>> BEGIN Source text

As any modeller will know, there are pieces of information or knowledge that can be represented in different ways. For instance, representing ‘marriage’ as class or as a ‘married to’ relationship, adding ‘address’ as an attribute or a class in one’s model, and whether ‘employee’ will be positioned as a subclass of ‘person’ or as a role that ‘person’ plays. In some cases, there a good ontological arguments to represent it in one way or the other, in other cases, that’s less clear, and in yet other cases, efficiency is king so that the most compact way of representing it is favoured. This leads to different design decisions in ontologies, which hampers ontology reuse and alignment and affects other tasks, such as evaluating competency questions over the ontology and verbalising ontologies.
When such choices are made consistently throughout the ontology, one may consider this to be a modelling style or representation style. If one then knows which style an ontology is in, it would simplify use and reuse of the ontology. But what exactly is a representation style?
While examples are easy to come by, shedding light on that intuitive notion turned out to be harder than it looked like. My co-author Pablo Fillottrani and I tried to disentangle it nonetheless, by characterising the inherent features and the dimensions by which a style may differ. This resulted in 28 different traits for the 10 identified dimensions. For instance, the dimension “modular vs. monolithic” has three possible options: 1) ‘Monolithic’, where the ontology is stored in one file (no imports or mergers); 2) ‘Modular, external’, where at least one ontology is imported or merged, and it kept its URI (e.g., importing DOLCE into one’s domain ontology, not re-creating it there); 3) ‘Modular, internal’, where there’s at least one ontology import that’s based on having carved up the domain in the sense of decomposition of the domain (e.g., dividing up a domain into pizzas and drinks at pizzerias). Other dimensions include, among others, the granularity of relations (many of few), how the hierarchy looks like, and attributes/data properties.

>> END Source text
>> BEGIN Data lines

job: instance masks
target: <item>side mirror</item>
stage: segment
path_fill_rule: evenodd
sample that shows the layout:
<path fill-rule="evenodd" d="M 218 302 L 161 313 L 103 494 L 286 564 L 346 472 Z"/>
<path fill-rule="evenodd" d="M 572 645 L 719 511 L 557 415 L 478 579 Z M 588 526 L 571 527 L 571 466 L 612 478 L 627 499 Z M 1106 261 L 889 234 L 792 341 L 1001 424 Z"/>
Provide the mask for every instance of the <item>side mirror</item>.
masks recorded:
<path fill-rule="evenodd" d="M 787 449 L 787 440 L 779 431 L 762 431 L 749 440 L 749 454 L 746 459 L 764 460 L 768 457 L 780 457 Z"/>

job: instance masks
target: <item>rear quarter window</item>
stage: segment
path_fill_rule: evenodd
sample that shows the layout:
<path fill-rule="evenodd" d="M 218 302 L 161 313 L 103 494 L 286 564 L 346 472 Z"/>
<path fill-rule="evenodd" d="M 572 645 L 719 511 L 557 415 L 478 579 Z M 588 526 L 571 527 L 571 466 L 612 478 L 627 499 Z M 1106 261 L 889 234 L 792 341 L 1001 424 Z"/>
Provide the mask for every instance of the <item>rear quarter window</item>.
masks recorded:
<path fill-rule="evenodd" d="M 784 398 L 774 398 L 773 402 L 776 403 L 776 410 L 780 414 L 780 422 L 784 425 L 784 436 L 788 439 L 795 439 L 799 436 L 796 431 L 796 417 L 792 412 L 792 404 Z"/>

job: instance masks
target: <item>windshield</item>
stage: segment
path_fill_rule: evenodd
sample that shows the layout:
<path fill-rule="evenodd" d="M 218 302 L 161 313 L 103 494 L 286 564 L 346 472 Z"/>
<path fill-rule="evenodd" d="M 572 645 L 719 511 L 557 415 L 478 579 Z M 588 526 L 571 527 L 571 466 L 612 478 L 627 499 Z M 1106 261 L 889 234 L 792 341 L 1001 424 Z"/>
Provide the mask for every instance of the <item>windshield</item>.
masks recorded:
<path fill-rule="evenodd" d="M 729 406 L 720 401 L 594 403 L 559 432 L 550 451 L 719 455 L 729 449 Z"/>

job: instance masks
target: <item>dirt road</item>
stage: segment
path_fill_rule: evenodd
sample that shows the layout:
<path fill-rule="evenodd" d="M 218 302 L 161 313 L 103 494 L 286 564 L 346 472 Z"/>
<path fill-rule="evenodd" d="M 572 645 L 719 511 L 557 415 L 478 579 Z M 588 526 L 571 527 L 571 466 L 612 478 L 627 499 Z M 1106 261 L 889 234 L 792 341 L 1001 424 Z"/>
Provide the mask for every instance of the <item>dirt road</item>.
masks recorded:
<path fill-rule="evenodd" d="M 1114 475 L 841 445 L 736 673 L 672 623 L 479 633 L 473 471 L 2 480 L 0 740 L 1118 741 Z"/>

>> END Data lines

Requirement A
In the ontology modelling text, change "modeller" to "knowledge engineer" and write out everything from "As any modeller" down to "and verbalising ontologies.".
Requirement B
According to the ontology modelling text, how many traits were found, and for how many dimensions?

Full answer A
As any knowledge engineer will know, there are pieces of information or knowledge that can be represented in different ways. For instance, representing ‘marriage’ as class or as a ‘married to’ relationship, adding ‘address’ as an attribute or a class in one’s model, and whether ‘employee’ will be positioned as a subclass of ‘person’ or as a role that ‘person’ plays. In some cases, there a good ontological arguments to represent it in one way or the other, in other cases, that’s less clear, and in yet other cases, efficiency is king so that the most compact way of representing it is favoured. This leads to different design decisions in ontologies, which hampers ontology reuse and alignment and affects other tasks, such as evaluating competency questions over the ontology and verbalising ontologies.

Full answer B
It found 28 traits for 10 dimensions.